begin PROVIDED PASSAGE

# GRSecurity vs. SELinux

## wswartzendruber

Can someone provide sound reason to installing SELinux on top of GRSecurity?  It seems that the point of SELinux is to contain a bomb after it goes off.  Why not prevent the explosion in the first place?  This question, obviously, includes PAX.

----------

## ToeiRei

isn't grsecurity part of SELinux?

----------

## prometheanfire

grsecurity and selinux are basically competitors.

From my limited knowledge on selinux I don't think it hardens the kernel like grsec does.  grsec also has a rsbac system (like selinux but more flexible imo).

Start by reading these.

http://en.wikipedia.org/wiki/Security-Enhanced_Linux

http://en.wikipedia.org/wiki/Grsecurity

----------

## cach0rr0

 *wswartzendruber wrote:*   

> Can someone provide sound reason to installing SELinux on top of GRSecurity?  It seems that the point of SELinux is to contain a bomb after it goes off.  Why not prevent the explosion in the first place?  This question, obviously, includes PAX.

 

If you go the traditional "Gentoo Hardened" route, there is none. 

as i understand it both grsec and selinux have a set of kernel patches, both have an RBAC mechanism.

end PROVIDED PASSAGE
begin RECORDS TO USE

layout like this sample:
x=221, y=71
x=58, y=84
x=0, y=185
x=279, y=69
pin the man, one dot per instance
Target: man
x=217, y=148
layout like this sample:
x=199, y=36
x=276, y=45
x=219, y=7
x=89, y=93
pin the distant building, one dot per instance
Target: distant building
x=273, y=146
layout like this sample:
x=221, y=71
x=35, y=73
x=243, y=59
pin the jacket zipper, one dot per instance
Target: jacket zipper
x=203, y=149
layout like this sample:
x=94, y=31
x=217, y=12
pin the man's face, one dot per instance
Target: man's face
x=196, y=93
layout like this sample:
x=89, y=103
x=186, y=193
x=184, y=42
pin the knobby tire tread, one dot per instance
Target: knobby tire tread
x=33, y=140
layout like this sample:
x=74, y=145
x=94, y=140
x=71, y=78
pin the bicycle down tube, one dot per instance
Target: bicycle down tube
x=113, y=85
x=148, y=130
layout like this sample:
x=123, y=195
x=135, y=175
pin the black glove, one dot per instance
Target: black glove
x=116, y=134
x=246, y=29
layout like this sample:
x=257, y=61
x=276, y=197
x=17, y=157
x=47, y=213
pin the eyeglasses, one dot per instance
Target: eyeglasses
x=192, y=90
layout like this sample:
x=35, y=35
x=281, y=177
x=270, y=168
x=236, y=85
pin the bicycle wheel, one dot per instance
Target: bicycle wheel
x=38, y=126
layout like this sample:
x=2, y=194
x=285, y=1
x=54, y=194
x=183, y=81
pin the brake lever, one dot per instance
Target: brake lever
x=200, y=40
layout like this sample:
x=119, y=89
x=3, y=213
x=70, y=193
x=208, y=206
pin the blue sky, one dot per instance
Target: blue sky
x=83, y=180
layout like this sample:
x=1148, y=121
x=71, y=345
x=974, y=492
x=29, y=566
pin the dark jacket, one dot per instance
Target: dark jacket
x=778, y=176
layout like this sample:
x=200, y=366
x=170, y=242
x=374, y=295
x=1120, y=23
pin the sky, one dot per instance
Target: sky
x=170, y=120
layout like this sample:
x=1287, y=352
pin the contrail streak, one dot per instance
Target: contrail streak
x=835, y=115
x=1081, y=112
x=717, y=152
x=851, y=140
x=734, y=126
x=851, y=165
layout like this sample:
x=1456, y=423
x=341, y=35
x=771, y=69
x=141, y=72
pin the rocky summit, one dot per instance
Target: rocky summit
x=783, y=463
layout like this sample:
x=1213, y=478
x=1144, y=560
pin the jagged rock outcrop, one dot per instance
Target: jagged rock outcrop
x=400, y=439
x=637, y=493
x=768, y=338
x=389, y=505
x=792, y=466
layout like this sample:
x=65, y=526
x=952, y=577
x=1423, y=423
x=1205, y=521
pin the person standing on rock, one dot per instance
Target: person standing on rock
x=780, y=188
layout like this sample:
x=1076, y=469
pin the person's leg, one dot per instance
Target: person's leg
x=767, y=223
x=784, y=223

end RECORDS TO USE

* [PROBLEMS]
1. Please replace "jacket zipper" with "coat zipper" in the records, from their first line through the line holding "x=203, y=149" inclusive, and give those lines again with nothing else changed.
2. Continue the forum thread comparing GRSecurity and SELinux from the point where it stops.

* [RESULTS FOR EACH TASK]
1.
layout like this sample:
x=221, y=71
x=58, y=84
x=0, y=185
x=279, y=69
pin the man, one dot per instance
Target: man
x=217, y=148
layout like this sample:
x=199, y=36
x=276, y=45
x=219, y=7
x=89, y=93
pin the distant building, one dot per instance
Target: distant building
x=273, y=146
layout like this sample:
x=221, y=71
x=35, y=73
x=243, y=59
pin the coat zipper, one dot per instance
Target: coat zipper
x=203, y=149

2.
http://www.gentoo.org/proj/en/hardened/selinux/selinux-handbook.xml

(see the bit about selinux options in the kernel)

Bigger point is that grsec DOES have the ability to take care of a bomb after it's already gone off. 

They attempt to do basically the same things, just, grsec seems to do it better IMHO. 

-both projects offer a set of hardening patches for the kernel

-both projects offer an RBAC mechanism

You could use both selinux/grsec together, but it would be a pain. 

And as everyone I've chatted to that has far greater knowledge on the topic than myself...people I trust...have said grsec is the superior solution, I've opted for that. Couple that with some of the demonstrations I've seen from 'spender' showing selinux actually making things WORSE, for me it's a no brainer.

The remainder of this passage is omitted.